Would you show every line from the records that holds "windshield"?
═════ Dataset records
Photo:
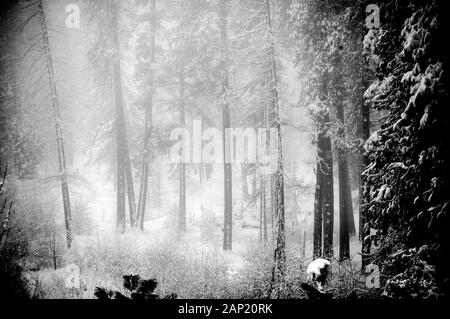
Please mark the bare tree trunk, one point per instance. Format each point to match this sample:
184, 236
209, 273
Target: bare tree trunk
120, 123
364, 229
228, 197
263, 193
318, 199
142, 201
304, 245
182, 194
351, 217
245, 184
58, 125
328, 196
129, 179
279, 268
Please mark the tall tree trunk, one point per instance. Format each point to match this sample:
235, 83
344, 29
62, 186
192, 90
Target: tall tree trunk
182, 193
279, 268
142, 201
58, 125
328, 196
351, 217
344, 209
244, 184
263, 193
327, 170
228, 210
129, 180
318, 199
364, 230
120, 122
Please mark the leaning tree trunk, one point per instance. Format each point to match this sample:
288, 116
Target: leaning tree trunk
120, 123
58, 125
182, 193
147, 129
279, 267
344, 209
318, 199
364, 230
327, 170
228, 197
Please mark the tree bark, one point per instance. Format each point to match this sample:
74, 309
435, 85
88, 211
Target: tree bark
228, 213
58, 125
279, 268
364, 229
142, 201
120, 122
318, 199
182, 193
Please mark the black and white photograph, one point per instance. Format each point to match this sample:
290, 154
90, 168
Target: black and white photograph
262, 150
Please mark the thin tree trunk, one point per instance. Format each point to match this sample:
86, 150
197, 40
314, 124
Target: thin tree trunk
344, 209
304, 245
129, 179
142, 201
364, 229
120, 122
263, 193
279, 268
351, 217
182, 194
58, 125
328, 196
228, 209
245, 184
318, 199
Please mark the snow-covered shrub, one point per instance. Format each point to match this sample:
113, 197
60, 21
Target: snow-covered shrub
406, 183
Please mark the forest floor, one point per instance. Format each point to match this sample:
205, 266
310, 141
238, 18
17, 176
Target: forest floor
193, 265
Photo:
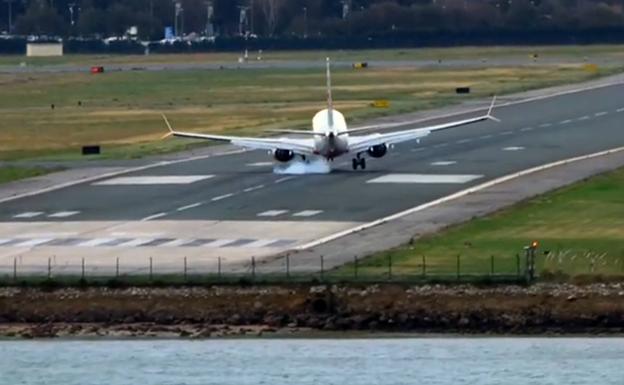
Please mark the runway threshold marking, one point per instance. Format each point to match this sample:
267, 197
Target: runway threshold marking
153, 180
272, 213
29, 214
426, 178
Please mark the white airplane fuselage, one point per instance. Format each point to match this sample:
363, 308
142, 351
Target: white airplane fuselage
333, 140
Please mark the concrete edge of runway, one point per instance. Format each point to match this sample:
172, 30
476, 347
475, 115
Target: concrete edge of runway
434, 216
456, 195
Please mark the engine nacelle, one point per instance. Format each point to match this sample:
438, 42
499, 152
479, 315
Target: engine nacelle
283, 155
378, 151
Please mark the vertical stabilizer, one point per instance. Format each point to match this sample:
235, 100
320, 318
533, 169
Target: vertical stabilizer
330, 104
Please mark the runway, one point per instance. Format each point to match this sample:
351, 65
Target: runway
229, 208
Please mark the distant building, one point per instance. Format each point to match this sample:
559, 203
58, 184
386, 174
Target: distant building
44, 49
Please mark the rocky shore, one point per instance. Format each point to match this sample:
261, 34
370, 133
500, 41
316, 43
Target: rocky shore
298, 310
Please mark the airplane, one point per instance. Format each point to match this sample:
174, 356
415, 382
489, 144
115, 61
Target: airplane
330, 137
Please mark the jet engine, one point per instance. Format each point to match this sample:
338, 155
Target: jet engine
378, 151
283, 155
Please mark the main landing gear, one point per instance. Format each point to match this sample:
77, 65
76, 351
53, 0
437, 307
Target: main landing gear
359, 162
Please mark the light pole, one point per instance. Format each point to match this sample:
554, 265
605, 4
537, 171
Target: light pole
305, 22
10, 3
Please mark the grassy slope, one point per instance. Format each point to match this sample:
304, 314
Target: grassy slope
10, 174
582, 227
121, 110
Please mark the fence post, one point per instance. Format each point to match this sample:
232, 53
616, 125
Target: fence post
253, 267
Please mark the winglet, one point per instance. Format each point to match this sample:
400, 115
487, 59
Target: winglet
489, 114
168, 126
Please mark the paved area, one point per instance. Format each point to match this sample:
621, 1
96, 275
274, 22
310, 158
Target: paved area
231, 207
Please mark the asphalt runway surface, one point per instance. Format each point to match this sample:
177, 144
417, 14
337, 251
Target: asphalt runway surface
233, 206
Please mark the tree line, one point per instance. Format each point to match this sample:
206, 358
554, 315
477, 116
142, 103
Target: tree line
304, 18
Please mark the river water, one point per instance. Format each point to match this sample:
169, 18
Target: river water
430, 361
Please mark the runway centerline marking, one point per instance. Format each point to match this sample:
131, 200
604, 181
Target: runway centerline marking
253, 188
443, 163
221, 197
191, 206
153, 180
155, 216
307, 213
63, 214
425, 178
272, 213
29, 214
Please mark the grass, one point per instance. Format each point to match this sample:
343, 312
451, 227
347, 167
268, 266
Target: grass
10, 174
580, 230
121, 110
571, 52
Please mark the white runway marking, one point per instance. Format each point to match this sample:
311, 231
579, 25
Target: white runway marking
425, 178
272, 213
153, 180
307, 213
64, 214
250, 189
443, 163
95, 242
220, 197
28, 214
187, 207
155, 216
33, 242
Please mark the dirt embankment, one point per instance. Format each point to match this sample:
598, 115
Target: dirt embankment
222, 311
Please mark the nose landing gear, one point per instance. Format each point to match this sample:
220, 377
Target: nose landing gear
358, 162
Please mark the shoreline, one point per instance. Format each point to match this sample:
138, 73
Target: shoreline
314, 311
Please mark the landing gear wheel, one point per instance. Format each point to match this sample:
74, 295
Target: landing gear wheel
358, 162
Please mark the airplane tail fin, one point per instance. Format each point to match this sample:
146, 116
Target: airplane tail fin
330, 103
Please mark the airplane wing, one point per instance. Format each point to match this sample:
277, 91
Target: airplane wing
298, 146
364, 142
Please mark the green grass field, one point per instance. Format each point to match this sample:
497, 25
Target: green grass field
10, 174
121, 110
580, 230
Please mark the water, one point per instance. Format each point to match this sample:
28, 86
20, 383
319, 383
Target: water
431, 361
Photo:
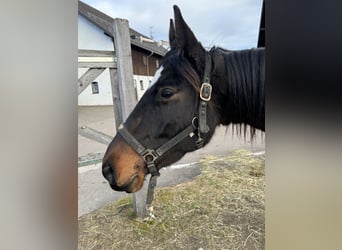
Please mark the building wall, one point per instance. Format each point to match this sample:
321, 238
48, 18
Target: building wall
93, 38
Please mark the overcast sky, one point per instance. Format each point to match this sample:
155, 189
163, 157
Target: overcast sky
231, 24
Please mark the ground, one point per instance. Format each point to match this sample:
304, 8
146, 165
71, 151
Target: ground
93, 190
221, 208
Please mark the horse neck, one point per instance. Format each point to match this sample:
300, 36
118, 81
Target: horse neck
239, 84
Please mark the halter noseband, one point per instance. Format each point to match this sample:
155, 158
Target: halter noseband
150, 156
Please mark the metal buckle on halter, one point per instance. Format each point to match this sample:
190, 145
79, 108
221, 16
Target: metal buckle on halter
149, 155
205, 92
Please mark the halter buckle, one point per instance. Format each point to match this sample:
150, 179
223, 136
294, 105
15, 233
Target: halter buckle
205, 92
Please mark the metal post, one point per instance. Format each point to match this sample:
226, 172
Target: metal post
124, 98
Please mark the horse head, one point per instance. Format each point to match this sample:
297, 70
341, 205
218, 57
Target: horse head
169, 109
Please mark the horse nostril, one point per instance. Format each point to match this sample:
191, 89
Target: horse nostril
108, 173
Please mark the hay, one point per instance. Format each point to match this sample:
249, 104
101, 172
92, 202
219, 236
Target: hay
223, 208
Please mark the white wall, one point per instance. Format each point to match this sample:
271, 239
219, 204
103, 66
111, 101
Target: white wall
92, 37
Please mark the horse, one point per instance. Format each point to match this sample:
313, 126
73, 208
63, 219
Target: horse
194, 91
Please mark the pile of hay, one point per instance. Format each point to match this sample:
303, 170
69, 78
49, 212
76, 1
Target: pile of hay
223, 208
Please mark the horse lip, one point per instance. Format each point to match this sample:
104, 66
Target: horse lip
128, 187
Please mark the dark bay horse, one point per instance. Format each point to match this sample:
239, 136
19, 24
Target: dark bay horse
194, 91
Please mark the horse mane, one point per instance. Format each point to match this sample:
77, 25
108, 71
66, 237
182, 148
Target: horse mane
242, 86
244, 102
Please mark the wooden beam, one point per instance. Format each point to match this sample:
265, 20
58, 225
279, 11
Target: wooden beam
116, 97
124, 74
126, 93
94, 53
88, 77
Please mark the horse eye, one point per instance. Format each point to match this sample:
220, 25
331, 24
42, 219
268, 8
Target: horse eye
166, 93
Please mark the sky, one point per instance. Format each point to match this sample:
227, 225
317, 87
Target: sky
230, 24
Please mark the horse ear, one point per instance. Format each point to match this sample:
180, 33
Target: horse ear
186, 40
172, 36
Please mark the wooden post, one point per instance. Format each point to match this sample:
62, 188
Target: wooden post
124, 98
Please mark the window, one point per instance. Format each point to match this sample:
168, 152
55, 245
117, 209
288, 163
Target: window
95, 87
141, 85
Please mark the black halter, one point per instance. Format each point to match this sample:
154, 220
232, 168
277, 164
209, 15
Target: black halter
198, 124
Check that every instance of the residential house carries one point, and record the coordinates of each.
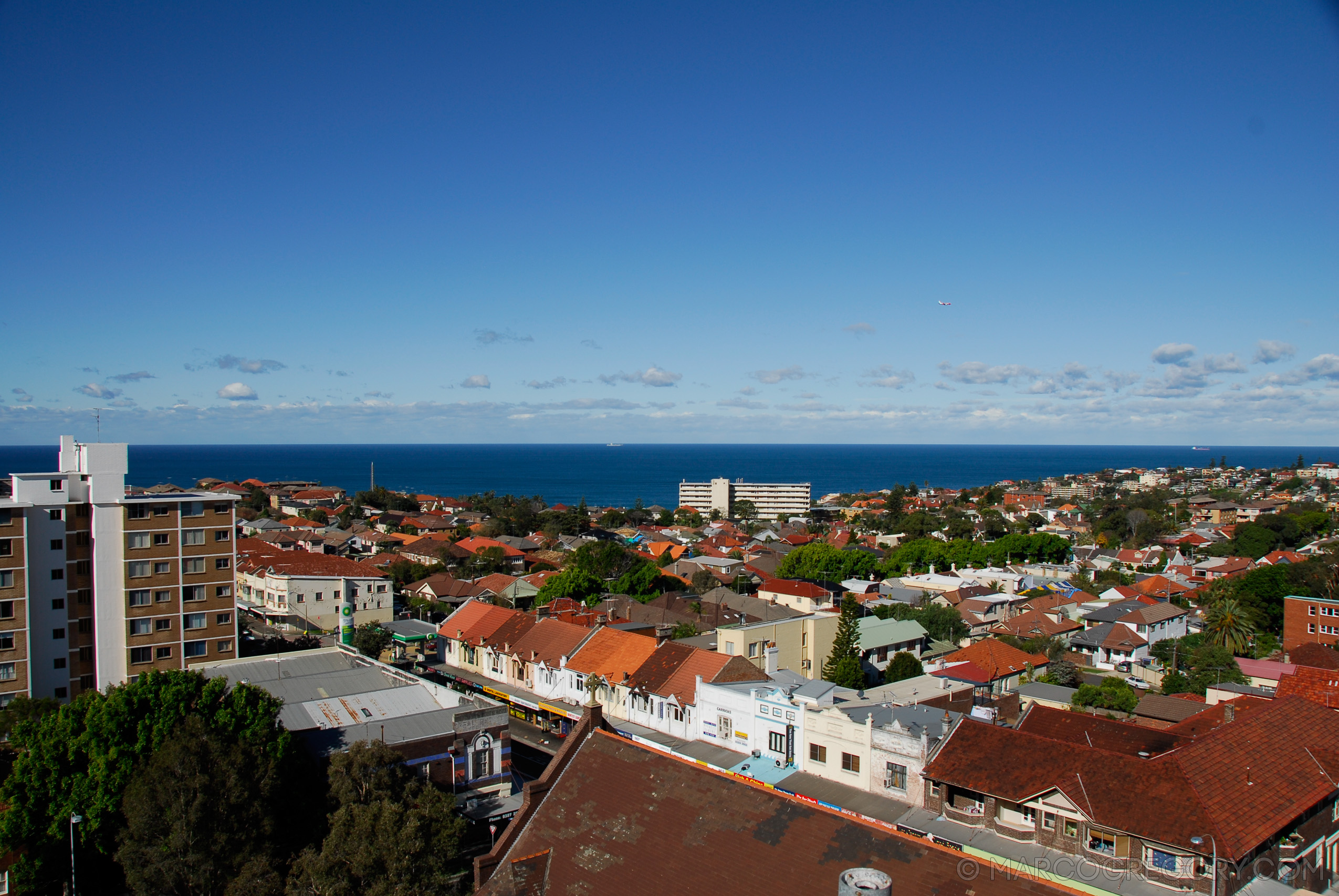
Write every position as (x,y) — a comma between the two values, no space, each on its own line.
(1262,784)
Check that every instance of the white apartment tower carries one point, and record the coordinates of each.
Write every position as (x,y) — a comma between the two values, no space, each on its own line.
(769,499)
(98,586)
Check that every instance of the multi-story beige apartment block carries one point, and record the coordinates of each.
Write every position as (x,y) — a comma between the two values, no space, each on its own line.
(769,499)
(98,586)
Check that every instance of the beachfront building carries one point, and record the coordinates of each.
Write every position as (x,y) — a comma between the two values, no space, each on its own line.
(769,499)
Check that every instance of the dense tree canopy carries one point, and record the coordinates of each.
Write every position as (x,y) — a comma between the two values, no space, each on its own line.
(821,560)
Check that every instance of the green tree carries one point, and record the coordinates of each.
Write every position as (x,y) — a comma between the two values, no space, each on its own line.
(390,834)
(844,667)
(903,666)
(81,758)
(821,560)
(1112,694)
(370,639)
(572,583)
(1226,625)
(203,812)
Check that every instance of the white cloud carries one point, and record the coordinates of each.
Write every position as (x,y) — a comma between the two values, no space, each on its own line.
(1271,350)
(979,374)
(1174,354)
(237,393)
(650,377)
(770,377)
(887,377)
(94,390)
(489,336)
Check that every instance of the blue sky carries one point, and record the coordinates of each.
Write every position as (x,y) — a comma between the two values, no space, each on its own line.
(541,223)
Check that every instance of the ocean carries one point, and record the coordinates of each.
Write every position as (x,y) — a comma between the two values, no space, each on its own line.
(619,476)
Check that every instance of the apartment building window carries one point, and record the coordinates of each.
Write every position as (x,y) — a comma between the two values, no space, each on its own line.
(1102,843)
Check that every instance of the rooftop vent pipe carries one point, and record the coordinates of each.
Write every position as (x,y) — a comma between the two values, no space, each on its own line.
(864,882)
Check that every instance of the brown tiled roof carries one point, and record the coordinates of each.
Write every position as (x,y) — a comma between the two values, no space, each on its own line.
(1243,783)
(548,642)
(624,819)
(1097,732)
(1310,654)
(997,658)
(611,654)
(1318,685)
(1169,709)
(1034,622)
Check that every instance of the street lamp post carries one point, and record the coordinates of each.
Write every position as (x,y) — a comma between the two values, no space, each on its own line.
(1214,870)
(74,820)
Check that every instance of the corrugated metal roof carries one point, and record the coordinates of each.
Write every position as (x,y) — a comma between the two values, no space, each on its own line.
(374,706)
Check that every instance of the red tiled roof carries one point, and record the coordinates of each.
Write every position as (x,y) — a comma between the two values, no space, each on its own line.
(548,642)
(1243,783)
(1316,685)
(794,588)
(611,654)
(997,658)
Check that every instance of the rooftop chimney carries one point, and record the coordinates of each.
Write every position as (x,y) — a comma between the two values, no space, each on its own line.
(864,882)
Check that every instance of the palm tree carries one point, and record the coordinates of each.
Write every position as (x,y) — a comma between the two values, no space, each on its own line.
(1227,625)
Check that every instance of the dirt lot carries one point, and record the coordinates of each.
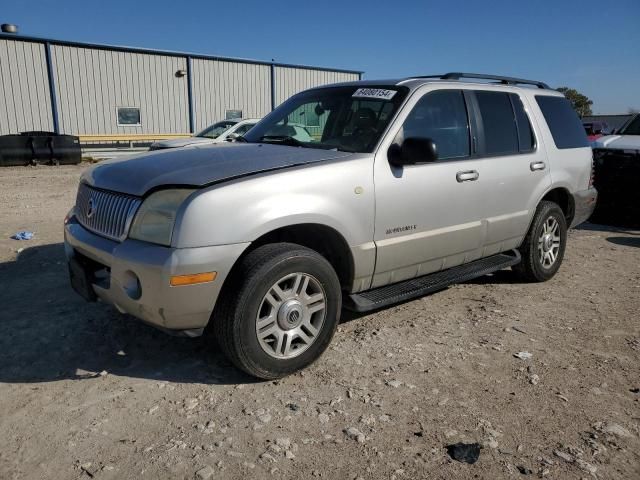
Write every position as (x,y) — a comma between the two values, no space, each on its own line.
(86,392)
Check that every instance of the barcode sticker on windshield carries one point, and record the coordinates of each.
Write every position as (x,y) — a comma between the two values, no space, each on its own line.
(380,93)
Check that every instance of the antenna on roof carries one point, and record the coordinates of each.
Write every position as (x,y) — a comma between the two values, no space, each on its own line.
(9,28)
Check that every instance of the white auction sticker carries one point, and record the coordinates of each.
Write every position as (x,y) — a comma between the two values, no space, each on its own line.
(380,93)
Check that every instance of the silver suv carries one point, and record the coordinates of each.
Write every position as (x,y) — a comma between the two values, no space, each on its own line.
(401,188)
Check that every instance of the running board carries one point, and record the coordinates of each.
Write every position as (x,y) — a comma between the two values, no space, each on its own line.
(417,287)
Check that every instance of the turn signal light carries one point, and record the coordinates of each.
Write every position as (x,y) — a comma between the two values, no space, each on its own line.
(180,280)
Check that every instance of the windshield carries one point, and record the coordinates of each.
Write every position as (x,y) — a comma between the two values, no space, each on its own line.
(215,130)
(632,128)
(351,119)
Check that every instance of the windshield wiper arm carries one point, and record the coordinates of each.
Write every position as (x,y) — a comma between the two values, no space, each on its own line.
(284,139)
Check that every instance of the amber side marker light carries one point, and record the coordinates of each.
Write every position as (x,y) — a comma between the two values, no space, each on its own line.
(180,280)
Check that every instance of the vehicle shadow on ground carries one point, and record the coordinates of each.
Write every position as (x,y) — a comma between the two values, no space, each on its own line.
(48,333)
(625,241)
(596,227)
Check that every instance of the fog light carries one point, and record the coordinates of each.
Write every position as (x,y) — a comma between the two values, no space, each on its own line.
(131,285)
(180,280)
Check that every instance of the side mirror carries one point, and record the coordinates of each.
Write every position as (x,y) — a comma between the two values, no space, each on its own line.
(412,151)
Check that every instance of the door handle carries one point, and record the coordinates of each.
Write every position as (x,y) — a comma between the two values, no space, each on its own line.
(537,166)
(467,176)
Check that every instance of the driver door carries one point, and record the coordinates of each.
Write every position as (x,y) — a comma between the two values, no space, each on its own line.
(428,215)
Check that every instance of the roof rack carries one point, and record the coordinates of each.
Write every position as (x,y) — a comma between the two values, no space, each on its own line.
(482,76)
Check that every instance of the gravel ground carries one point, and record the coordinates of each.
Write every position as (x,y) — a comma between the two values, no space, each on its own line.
(86,392)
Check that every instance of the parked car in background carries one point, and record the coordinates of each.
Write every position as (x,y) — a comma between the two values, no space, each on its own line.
(626,137)
(617,170)
(406,186)
(595,130)
(224,131)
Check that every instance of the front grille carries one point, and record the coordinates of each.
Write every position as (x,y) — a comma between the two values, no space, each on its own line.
══════════
> Answer to this exercise
Check that every instance of the barcode sticker on windshield carries one point, and record the coordinates of each.
Check that every instance of the windshield carries one point, and record the coordinates of each.
Check that every instance of the windshield wiper arm carries one point, and record the coordinates of each.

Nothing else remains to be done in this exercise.